**TEXT EXCERPT**:
-*-

Also, comic movies are a genre unto themselves. If we don't get sick of seeing 60+ comedies coming out a year, then there's no reason for us to get sick of seeing 6-10 comic movies coming out a year.
 
Also, comic movies are a genre unto themselves. If we don't get sick of seeing 60+ comedies coming out a year, then there's no reason for us to get sick of seeing 6-10 comic movies coming out a year.

If more come out badly written and executed like the new Fantastic Four, people will get sick and stop going pretty damn quick.
 
Also, comic movies are a genre unto themselves. If we don't get sick of seeing 60+ comedies coming out a year, then there's no reason for us to get sick of seeing 6-10 comic movies coming out a year.

If more come out badly written and executed like the new Fantastic Four, people will get sick and stop going pretty damn quick.

This isn't the 90s. The current audience is one that grew up inundated by these sorts of properties. Geek is cool. And if movies don't appeal to their target demo because of quality, people just won't go to see them. That has nothing to do with the genre.

This whole idea of thinking there's a bubble for comic movies, or there's such a thing as franchise fatigue is archaic
 
I've said it before, but the one thing that would have transformed this film for me would have been if Patrick Stewart played the role of Shinzon.

I'd have to respectfully disagree.

Pretty much every time I've ever seen a Trek good guy actor try to play a Trek bad guy or heavy, it's often been shite. Overly hammy, or otherwise being the Diet Coke of Evil....just one calorie, not evil enough. About the only exceptions I saw was Brent Spiner as Lore, or Leonard Nimoy as Mirror Spock.

Tom Hardy, in my humble opinion, rocked as Shinzon. Patrick Stewart is a fine actor, but I don't think he could've pulled off the subtlety that Hardy did.
 
I think they could've made The Wrath of Khan-level movie and it still would've failed. People had simply moved on.

They did make a movie on that level; that's sort of the problem. Now if they had made a GOOD movie, I don't think it would have failed, but it definitely wouldn't have gotten the numbers paramount would have wanted.
 
Franchise fatigue is something studio's/networks say when they continually put out a garbage product and people finally stop buying it.

When has the expression "franchise fatigue" been used apart from Star Trek?
 
...or there's such a thing as franchise fatigue is archaic

I watch car auctions quite a bit, and on a weekend there's definitely less enthusiasm for the 50th Ferrari to come across the block than there are the first few.

-*-

**MATERIAL SUPPLIED**:
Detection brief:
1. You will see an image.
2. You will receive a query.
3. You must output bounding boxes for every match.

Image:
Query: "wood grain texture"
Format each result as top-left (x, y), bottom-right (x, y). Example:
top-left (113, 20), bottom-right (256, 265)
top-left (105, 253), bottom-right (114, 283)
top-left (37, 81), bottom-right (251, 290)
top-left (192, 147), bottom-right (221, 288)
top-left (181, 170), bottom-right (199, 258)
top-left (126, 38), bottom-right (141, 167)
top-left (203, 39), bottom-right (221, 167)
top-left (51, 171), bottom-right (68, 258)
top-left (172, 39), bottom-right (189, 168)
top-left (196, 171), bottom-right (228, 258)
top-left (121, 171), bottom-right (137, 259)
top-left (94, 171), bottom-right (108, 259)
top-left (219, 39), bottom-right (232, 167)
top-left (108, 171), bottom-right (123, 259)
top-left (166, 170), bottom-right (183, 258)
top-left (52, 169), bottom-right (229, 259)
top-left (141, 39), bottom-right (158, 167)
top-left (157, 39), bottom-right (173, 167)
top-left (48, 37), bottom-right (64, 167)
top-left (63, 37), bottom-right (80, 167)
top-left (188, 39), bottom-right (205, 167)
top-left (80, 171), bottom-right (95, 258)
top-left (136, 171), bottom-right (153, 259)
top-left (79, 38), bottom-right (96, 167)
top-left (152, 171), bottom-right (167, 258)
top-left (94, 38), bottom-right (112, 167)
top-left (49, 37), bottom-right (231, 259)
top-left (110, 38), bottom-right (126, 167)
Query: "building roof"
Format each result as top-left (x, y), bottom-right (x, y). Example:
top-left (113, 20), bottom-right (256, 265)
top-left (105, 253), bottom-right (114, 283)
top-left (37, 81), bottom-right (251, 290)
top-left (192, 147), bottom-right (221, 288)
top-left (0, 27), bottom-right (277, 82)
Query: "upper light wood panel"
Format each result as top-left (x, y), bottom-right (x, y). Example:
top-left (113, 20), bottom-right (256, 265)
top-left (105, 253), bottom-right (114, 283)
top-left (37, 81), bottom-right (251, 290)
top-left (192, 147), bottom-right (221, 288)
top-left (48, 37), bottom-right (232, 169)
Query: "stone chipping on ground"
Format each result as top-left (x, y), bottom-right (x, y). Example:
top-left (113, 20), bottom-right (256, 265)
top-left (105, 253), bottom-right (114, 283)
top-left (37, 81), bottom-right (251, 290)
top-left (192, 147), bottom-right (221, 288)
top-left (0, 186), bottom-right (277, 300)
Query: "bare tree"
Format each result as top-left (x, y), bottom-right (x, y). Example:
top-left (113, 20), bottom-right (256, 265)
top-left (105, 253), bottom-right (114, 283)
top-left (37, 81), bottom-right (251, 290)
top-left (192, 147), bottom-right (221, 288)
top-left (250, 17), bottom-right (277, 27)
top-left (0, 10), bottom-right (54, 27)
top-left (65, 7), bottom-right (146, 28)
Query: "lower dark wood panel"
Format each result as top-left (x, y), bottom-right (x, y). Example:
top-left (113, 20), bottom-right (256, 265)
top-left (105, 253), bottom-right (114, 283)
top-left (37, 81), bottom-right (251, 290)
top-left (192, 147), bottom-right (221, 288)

-*-

**STATED GOAL 1**: In the franchise fatigue discussion, which two performances does one poster name as exceptions to good-guy Trek actors playing bad guys poorly?
**STATED GOAL 2**: Summarize the franchise fatigue discussion in two sentences.
**STATED GOAL 3**:
Do these statements agree with the franchise fatigue discussion? Answer yes or no for each, quoting the deciding words.
(a) One poster refers to 60+ comedies coming out a year.
(b) The poster who disagrees about the casting thinks Patrick Stewart would have outdone Tom Hardy as Shinzon.
(c) One poster says the current audience grew up surrounded by these sorts of properties.

**COMPLETE OUTPUT 1**: Brent Spiner as Lore and Leonard Nimoy as Mirror Spock.

**COMPLETE OUTPUT 2**: Posters dispute whether franchise fatigue is real: one argues that comic movies are a genre like comedies and that audiences stop going only when films are badly made. Another compares it to the smaller enthusiasm for the 50th Ferrari at a car auction, while a separate exchange debates whether Patrick Stewart should have played Shinzon instead of Tom Hardy.

**COMPLETE OUTPUT 3**:
(a) Yes: "If we don't get sick of seeing 60+ comedies coming out a year"
(b) No: "Patrick Stewart is a fine actor, but I don't think he could've pulled off the subtlety that Hardy did."
(c) Yes: "The current audience is one that grew up inundated by these sorts of properties."